The Regular Reserve is the component of the military reserve of the British Armed Forces whose members have formerly served in the "Regular" (full-time professional) forces. (Other components of the Reserve are the Volunteer Reserves and the Sponsored Reserves.) The Regular Reserve largely consists of ex-Regular personnel who retain a statutory liability for service and are liable to be recalled for active military duty "in case of imminent national danger or great emergency". It also consists of a smaller number of ex-Regulars who serve under a fixed-term reserve contract (similar in nature to the Volunteer Reserves) and are liable for reporting, training and deploying on operations. 

Since April 2013, Ministry of Defence publications no longer report the entire strength of the Regular Reserve, instead, only Regular Reserves serving under the fixed-term reserve contract are counted. As of 2014, they had a strength of 45,110 personnel. Of those, approximately 2,450 were serving alongside the Regular military in active service.

Regular Reserves

Royal Fleet Reserve
The Royal Fleet Reserve consists of ex-Regulars serving under a fixed-term reserve contract. As of 2014, they have a strength of 7,960 personnel.

Army Reserve (Regular)
The Regular Reserve of the British Army was originally created in 1859 by Secretary of State for War Sidney Herbert, and re-organised under the Reserve Force Act, 1867. Prior to this, a soldier was generally enlisted into the British Army for a 21 year engagement, following which (should he survive so long) he was discharged as a Pensioner. Pensioners were sometimes still employed on garrison duties, as were younger soldiers no longer deemed fit for expeditionary service who were generally organised in invalid units or returned to the regimental depot for home service. The cost of paying pensioners, and the obligation the government was under to continue to employ invalids as well as soldiers deemed by their commanding officers as detriments to their units were motivations to change this system. The long period of engagement also discouraged many potential recruits. The long service enlistments were consequently replaced with short service enlistments, with undesirable soldiers not permitted to re-engage on the completion of their first engagement. The size of the army also fluctuated greatly, increasing in war time, and drastically shrinking with peace. Battalions posted on garrison duty overseas were allowed an increase on their normal peacetime establishment, which resulted in their having surplus men on their return to a Home station. Consequently, soldiers engaging on short term enlistments were enabled to serve several years with the colours and the remainder in the Regular Reserve, remaining liable to recall to the colours if required. Among the other benefits, this thereby enabled the British Army to have a ready pool of recently-trained men to draw upon in an emergency. The name of the Regular Reserve (which for a time was divided into a First Class and a Second Class) has resulted in confusion with the Reserve Forces, which were the pre-existing part-time, local-service home-defence forces that were auxiliary to the British Army (or Regular Force), but not originally part of it: the Honourable Artillery Company, Yeomanry, Militia (or Constitutional Force) and Volunteer Force. These were consequently also referred to as Auxiliary Forces or Local Forces.

• **Listed records**
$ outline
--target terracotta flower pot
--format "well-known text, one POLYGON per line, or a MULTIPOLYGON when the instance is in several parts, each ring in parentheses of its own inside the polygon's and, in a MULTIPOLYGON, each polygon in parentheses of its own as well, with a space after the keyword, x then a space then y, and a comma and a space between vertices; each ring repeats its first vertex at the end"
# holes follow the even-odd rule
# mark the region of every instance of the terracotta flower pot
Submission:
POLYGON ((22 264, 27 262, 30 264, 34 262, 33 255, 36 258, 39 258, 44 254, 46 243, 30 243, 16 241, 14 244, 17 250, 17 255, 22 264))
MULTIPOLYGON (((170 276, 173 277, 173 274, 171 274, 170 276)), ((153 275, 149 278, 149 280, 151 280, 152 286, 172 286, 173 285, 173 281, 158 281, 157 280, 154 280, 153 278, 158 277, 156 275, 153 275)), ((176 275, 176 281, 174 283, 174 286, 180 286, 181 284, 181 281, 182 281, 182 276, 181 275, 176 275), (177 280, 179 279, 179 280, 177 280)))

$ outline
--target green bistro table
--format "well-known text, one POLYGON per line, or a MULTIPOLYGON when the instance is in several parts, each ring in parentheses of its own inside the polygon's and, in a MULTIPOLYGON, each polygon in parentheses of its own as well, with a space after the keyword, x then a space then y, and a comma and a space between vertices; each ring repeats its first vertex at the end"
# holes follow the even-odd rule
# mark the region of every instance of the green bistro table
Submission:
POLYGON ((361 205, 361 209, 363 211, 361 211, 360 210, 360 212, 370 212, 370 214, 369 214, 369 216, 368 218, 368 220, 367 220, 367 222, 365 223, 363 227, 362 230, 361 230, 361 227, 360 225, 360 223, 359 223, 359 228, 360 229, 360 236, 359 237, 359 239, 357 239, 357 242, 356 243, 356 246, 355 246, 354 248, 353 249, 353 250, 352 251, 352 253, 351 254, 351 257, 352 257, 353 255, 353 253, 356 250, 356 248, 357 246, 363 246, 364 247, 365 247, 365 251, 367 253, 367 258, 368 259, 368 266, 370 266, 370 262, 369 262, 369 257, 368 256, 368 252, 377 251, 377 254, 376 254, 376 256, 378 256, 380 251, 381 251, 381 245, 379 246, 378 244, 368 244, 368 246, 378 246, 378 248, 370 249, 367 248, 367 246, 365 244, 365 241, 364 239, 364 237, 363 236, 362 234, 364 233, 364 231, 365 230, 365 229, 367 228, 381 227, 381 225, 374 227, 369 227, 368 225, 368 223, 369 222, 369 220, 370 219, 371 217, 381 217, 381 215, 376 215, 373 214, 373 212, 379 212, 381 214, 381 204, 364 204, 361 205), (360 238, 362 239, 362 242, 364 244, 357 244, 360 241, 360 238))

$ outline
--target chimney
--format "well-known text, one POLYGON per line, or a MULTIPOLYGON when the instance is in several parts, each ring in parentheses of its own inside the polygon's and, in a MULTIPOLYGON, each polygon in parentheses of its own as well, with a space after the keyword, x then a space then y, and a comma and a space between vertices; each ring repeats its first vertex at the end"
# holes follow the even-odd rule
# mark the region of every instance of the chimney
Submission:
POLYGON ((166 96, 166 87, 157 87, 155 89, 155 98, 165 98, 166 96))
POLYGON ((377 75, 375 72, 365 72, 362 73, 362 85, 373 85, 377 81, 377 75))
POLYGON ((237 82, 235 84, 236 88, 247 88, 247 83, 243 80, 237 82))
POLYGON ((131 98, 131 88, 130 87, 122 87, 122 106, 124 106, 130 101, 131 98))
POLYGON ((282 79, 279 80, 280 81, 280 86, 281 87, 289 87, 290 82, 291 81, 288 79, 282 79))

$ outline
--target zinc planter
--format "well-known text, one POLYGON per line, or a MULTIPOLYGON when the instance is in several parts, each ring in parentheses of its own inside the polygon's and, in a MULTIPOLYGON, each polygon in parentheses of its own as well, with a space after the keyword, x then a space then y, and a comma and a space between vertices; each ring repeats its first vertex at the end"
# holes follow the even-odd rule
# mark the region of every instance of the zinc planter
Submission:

• **Challenge**
Continue the passage about the British Regular Reserve, starting after its last sentence.

• **Response to this exercise**
Today, the Army Reserve (Regular) of the British Army consists of Regular Reserves serving under a fixed-term reserve contract and are by far the largest of the armed forces Regular Reserves. As of 2014 they numbered 30,030 personnel and are divided into two categories. Category A is mandatory, with ex-Regulars automatically falling into this category upon leaving Regular service. Category D is voluntary, for ex-Regulars who are no longer required to serve in category A, but wish to continue, this normally lasts until the age of 55. Ex-Regulars in both categories serve under the fixed-term reserve contract.

The Army Reserve (Regular) is distinct from and should not be confused with the British Army's Volunteer Reserve force of the same name, the Army Reserve.

Air Force Reserve
The Air Force Reserve consists of ex-Regulars serving under a fixed-term reserve contract. As of 2014, they have a strength of 7,120 personnel.

Other Regular Reserves and the Reserve Forces Act 1996
The following elements of the Regular Reserve are no longer included or counted in Ministry of Defence publications and statistics on Reserve Forces and Cadets.

Regular Reserve – Long Term Reserve
British Army – "All male (but not female) soldiers who enlisted before 1 Apr 97 have a statutory liability for service in the Long Term Reserve until their 45th birthday. Men and women who enlisted on or after 1 Apr 97 serve for a total of 18 years or until age 55, in the Regular Reserve and Long Term Reserve combined from the date of completion of their full time Colour service. Long Term Reservists may only be recalled under Section 52 of the Reserve Forces Act (RFA) 1996, for home or overseas service, in case of imminent national danger or great emergency."

Regular Reserve – Pensioners
British Army – "Until age 60 those in receipt of an Army pension may be recalled under Section 52 of the RFA 96 for home or overseas service, in case of imminent national danger or great emergency. Present policy is not to recall a pensioner who is over the age of 55."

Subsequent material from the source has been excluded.